Nothing but the lines from the first line of the records through the line with "Return the outline" should be output, exactly as written and free of pictures.

....

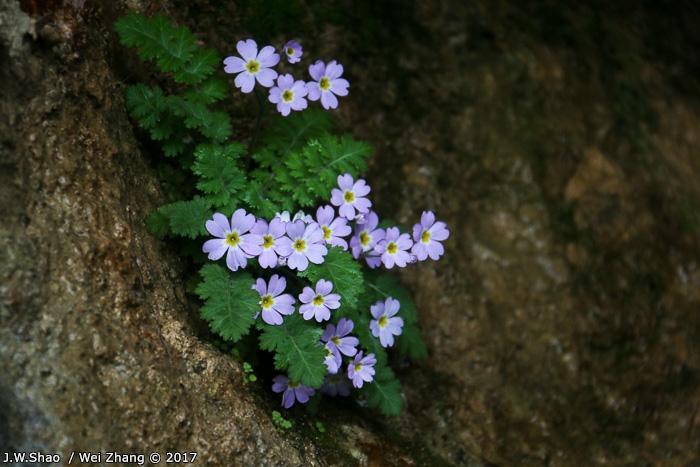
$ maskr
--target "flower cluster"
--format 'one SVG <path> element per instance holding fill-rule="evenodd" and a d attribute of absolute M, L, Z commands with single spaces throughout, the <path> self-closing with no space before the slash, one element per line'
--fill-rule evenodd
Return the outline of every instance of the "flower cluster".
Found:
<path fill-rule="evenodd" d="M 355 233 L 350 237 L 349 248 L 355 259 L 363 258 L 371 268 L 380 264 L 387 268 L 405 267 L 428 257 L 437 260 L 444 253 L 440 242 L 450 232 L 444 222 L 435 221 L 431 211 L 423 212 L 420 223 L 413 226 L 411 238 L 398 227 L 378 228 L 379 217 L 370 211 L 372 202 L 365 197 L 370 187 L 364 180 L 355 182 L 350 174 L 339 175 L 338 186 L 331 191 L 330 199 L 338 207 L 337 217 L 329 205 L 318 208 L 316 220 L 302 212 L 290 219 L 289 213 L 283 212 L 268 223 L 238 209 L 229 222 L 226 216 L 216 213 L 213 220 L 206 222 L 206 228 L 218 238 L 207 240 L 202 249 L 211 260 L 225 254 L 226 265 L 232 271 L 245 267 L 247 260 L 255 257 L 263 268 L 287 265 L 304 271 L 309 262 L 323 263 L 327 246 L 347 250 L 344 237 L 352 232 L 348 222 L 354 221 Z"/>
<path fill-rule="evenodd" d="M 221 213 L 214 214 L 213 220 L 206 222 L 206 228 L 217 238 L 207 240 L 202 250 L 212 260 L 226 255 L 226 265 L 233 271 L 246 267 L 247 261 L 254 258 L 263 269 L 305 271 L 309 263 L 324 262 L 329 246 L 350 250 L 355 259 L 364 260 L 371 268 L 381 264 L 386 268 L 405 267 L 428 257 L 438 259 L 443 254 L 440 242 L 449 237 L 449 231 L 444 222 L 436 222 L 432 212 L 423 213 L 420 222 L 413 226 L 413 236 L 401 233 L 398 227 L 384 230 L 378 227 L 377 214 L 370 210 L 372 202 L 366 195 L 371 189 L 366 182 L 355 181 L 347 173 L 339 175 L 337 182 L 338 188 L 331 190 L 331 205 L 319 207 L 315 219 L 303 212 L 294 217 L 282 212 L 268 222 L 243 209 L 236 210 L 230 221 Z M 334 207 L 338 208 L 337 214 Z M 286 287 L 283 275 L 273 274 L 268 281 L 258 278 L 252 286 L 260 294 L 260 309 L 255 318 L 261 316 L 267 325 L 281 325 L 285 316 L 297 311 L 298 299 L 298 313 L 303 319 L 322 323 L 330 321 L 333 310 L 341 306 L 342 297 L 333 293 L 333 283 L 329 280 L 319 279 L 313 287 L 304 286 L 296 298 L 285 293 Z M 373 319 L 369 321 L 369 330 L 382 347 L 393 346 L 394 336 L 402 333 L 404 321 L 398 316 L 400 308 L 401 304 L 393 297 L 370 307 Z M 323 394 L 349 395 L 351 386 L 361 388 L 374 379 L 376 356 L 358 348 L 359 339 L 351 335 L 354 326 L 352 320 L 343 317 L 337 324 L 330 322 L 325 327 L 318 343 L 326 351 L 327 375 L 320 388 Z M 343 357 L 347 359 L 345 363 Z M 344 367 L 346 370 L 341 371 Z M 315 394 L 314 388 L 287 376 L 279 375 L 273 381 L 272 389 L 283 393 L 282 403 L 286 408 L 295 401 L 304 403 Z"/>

....

■ Response to the exercise:
$ maskr
--target "flower cluster"
--format 'one SVG <path> element per instance holding fill-rule="evenodd" and a d attribute of absolute M, L, Z commands with single spaces throughout, the <path> self-closing with no space before the slash, one element per line'
--fill-rule evenodd
Return the outline of every instance of the "flower cluster".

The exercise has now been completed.